## What you should do
Copy out exactly the lines from the start of the data to the line containing "FIND: red mushroom cap". Include both.

## Data in this exercise
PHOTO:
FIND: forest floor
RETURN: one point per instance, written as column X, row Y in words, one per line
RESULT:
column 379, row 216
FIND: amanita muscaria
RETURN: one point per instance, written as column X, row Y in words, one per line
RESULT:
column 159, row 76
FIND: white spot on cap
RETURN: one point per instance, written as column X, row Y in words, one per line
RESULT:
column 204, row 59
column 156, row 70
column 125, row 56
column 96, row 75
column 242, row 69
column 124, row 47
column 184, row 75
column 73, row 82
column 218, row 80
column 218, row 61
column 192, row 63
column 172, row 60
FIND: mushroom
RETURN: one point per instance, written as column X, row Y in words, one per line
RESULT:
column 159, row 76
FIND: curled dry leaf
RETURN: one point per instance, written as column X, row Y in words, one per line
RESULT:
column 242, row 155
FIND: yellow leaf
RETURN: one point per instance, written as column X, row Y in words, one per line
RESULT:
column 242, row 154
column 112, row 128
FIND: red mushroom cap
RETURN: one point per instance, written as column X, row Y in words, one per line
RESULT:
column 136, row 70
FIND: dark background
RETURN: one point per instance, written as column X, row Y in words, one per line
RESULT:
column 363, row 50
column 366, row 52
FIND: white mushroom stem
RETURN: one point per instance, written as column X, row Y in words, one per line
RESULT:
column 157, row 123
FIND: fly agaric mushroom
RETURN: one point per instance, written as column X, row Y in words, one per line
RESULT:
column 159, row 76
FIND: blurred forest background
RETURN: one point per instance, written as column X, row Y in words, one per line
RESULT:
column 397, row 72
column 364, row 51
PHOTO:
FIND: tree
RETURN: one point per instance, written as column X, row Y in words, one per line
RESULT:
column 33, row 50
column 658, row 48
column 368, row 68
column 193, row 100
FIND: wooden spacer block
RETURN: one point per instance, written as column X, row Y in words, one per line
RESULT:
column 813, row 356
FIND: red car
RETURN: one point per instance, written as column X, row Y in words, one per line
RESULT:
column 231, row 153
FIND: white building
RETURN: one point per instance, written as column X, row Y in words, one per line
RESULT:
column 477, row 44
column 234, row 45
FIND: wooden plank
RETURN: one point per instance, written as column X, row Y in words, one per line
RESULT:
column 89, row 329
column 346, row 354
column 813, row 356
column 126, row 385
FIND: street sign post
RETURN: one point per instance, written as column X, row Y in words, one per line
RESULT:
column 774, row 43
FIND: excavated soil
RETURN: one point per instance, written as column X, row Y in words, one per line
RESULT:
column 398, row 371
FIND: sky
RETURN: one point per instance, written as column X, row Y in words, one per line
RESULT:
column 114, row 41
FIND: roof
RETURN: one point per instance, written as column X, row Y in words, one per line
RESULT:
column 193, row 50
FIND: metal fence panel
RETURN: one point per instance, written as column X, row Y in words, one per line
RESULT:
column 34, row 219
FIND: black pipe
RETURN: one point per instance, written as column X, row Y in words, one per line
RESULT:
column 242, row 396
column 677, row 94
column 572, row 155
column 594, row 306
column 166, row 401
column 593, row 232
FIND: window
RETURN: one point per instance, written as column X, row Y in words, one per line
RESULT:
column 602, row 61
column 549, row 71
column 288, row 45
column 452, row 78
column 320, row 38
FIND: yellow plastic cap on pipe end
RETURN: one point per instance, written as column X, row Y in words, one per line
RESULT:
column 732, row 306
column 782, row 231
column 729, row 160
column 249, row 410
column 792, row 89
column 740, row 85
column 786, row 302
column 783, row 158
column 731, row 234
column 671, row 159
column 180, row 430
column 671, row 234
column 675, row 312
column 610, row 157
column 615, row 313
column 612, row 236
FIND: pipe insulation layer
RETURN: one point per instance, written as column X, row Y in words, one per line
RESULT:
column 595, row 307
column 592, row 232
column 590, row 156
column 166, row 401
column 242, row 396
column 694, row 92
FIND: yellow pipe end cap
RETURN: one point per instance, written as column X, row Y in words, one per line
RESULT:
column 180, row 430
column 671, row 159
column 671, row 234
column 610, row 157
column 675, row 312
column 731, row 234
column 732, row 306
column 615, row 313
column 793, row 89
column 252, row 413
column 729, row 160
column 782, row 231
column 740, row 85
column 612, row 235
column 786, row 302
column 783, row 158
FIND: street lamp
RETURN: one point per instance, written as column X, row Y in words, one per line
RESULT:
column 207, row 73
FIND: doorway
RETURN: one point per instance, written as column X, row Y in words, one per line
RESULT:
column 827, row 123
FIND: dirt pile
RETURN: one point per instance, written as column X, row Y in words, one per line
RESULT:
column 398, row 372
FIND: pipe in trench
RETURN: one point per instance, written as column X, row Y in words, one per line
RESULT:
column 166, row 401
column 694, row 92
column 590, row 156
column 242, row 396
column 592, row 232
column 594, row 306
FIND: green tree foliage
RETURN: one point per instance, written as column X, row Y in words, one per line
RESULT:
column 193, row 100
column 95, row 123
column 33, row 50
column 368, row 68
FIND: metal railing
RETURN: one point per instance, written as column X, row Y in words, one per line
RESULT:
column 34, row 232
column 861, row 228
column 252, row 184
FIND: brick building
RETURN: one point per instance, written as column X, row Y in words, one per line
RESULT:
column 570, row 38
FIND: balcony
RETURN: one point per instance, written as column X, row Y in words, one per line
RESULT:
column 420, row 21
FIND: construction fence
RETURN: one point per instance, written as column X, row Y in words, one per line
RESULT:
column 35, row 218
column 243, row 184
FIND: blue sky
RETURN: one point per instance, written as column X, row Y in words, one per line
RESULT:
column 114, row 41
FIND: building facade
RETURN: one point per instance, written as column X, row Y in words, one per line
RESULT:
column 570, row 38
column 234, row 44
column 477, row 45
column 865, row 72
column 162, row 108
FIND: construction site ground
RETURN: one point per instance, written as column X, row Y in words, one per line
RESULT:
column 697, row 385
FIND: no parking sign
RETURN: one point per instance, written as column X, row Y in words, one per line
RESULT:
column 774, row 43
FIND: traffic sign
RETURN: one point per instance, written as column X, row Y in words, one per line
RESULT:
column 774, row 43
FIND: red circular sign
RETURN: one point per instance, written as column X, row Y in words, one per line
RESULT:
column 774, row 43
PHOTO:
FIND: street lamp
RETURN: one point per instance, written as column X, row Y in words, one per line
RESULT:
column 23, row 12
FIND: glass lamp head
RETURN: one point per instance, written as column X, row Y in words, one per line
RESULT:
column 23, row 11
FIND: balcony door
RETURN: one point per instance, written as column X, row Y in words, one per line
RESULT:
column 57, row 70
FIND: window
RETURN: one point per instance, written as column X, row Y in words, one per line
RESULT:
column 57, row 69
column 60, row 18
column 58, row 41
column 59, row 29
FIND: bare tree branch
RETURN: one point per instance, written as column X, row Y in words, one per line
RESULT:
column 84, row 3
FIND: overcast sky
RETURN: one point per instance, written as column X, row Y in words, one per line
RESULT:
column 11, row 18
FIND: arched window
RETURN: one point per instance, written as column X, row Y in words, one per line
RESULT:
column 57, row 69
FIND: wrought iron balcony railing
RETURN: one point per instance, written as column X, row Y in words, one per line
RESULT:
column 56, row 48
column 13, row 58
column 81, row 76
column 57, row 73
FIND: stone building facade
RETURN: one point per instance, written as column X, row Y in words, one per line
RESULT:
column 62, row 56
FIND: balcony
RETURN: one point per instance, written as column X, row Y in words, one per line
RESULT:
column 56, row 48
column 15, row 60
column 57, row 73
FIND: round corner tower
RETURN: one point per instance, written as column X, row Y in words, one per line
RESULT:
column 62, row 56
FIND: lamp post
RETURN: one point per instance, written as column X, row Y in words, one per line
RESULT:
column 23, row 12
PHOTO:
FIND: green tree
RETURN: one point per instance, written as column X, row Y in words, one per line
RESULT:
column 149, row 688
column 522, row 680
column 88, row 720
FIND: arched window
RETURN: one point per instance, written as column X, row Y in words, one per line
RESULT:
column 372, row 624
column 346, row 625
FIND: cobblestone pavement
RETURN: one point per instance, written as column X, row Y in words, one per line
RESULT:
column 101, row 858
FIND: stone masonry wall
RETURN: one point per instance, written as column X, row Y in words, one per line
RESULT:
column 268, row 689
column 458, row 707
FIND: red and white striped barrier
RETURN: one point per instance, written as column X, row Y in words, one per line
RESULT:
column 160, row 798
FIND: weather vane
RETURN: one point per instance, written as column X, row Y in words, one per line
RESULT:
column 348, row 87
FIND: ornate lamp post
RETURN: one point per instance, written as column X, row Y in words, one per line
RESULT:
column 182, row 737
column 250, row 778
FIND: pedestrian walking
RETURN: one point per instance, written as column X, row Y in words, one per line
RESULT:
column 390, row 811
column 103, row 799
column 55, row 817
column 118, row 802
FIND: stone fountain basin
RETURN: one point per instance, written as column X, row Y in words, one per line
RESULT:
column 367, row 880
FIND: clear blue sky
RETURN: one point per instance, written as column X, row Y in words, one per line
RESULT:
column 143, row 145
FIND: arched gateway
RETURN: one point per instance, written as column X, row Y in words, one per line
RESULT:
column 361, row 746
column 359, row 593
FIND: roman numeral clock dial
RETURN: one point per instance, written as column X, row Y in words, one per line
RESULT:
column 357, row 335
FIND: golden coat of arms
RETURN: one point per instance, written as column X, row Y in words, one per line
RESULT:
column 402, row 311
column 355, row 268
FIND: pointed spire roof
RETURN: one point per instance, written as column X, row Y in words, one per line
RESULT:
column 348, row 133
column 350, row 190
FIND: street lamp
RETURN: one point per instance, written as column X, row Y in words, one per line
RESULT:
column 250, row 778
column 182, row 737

## Solution
PHOTO:
FIND: forest floor
RETURN: one point per instance, written as column X, row Y in words, one per line
RESULT:
column 379, row 216
FIND: amanita muscaria
RETURN: one point per instance, written as column X, row Y in words, one per line
RESULT:
column 159, row 76
FIND: white spot on cap
RETURN: one point per instance, written as column X, row Y in words, one per line
RESULT:
column 204, row 59
column 156, row 70
column 125, row 56
column 96, row 75
column 242, row 69
column 124, row 47
column 184, row 75
column 73, row 82
column 218, row 80
column 218, row 61
column 192, row 63
column 172, row 60
FIND: mushroom
RETURN: one point per instance, written as column X, row Y in words, one per line
RESULT:
column 159, row 76
FIND: curled dry leaf
RETURN: one point per instance, written as column X, row Y in words, one per line
RESULT:
column 242, row 155
FIND: yellow leaf
RETURN: one point per instance, written as column X, row Y in words, one per line
RESULT:
column 242, row 154
column 112, row 128
FIND: red mushroom cap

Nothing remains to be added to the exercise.